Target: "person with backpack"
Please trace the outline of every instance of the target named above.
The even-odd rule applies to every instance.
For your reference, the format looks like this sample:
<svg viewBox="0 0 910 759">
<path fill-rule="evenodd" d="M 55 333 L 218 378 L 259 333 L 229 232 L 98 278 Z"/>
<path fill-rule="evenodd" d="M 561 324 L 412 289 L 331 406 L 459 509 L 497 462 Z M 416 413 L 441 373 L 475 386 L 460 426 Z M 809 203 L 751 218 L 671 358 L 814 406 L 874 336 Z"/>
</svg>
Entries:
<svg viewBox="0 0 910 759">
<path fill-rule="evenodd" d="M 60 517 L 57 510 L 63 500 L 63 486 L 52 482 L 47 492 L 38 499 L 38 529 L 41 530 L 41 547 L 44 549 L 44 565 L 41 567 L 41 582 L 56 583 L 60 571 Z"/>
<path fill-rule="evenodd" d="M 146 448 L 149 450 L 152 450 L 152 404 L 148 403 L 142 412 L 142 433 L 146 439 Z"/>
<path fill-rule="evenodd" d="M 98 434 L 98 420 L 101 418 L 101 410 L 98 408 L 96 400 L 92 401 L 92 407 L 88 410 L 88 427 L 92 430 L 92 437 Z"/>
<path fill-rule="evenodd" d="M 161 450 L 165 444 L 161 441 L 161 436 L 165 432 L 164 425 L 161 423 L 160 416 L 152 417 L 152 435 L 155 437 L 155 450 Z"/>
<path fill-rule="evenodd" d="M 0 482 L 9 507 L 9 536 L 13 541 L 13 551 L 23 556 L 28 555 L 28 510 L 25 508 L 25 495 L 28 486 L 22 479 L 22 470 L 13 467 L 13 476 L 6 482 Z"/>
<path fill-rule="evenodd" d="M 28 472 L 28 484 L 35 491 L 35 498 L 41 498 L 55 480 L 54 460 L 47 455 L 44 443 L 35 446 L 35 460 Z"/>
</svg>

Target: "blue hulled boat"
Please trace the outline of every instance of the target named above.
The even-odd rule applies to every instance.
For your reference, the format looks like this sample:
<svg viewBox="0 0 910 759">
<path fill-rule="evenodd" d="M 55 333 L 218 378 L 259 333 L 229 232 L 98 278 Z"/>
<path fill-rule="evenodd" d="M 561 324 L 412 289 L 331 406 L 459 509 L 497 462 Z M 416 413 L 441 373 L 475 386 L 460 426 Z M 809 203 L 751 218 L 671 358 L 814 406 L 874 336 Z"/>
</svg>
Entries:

= = = =

_Exercise objective_.
Reproduce the data, keeping every line exactly the same.

_Result of this exercise_.
Target: "person with backpack"
Please trace the outline of every instance of the target named above.
The even-odd rule applies to every instance.
For your reference, the format looks like this sample:
<svg viewBox="0 0 910 759">
<path fill-rule="evenodd" d="M 55 333 L 218 378 L 259 333 L 229 232 L 98 278 Z"/>
<path fill-rule="evenodd" d="M 561 324 L 412 289 L 331 406 L 459 509 L 497 462 Z M 416 413 L 441 373 L 475 386 L 460 426 Z M 809 203 L 751 218 L 671 358 L 814 406 L 874 336 Z"/>
</svg>
Entries:
<svg viewBox="0 0 910 759">
<path fill-rule="evenodd" d="M 60 517 L 57 510 L 63 500 L 63 486 L 52 482 L 47 492 L 38 499 L 38 529 L 41 530 L 41 547 L 44 549 L 44 565 L 41 567 L 41 582 L 56 583 L 60 571 Z"/>
<path fill-rule="evenodd" d="M 146 448 L 149 450 L 152 450 L 152 404 L 148 403 L 142 412 L 142 433 L 146 439 Z"/>
<path fill-rule="evenodd" d="M 98 434 L 98 420 L 101 418 L 101 410 L 98 408 L 96 400 L 92 401 L 92 407 L 88 410 L 88 427 L 92 430 L 92 437 Z"/>
<path fill-rule="evenodd" d="M 161 450 L 165 444 L 161 441 L 161 436 L 165 432 L 164 425 L 161 423 L 160 416 L 152 417 L 152 435 L 155 437 L 155 450 Z"/>
<path fill-rule="evenodd" d="M 0 482 L 9 507 L 9 536 L 13 541 L 13 551 L 23 556 L 28 555 L 28 510 L 25 508 L 25 495 L 28 486 L 22 479 L 22 470 L 13 467 L 13 476 L 6 482 Z"/>
<path fill-rule="evenodd" d="M 28 472 L 28 484 L 35 491 L 35 498 L 41 498 L 55 480 L 54 460 L 47 455 L 44 443 L 35 446 L 35 460 Z"/>
</svg>

Target: "blue hulled boat"
Please trace the outline of every instance of the target named above.
The even-odd rule applies to every instance.
For your reference, the format looks like this sample:
<svg viewBox="0 0 910 759">
<path fill-rule="evenodd" d="M 55 333 L 218 378 L 259 333 L 229 232 L 98 278 Z"/>
<path fill-rule="evenodd" d="M 561 324 L 412 289 L 331 406 L 459 509 L 497 462 Z M 416 413 L 441 373 L 475 386 L 460 426 Z M 809 203 L 751 218 L 671 358 L 814 406 L 874 336 Z"/>
</svg>
Entries:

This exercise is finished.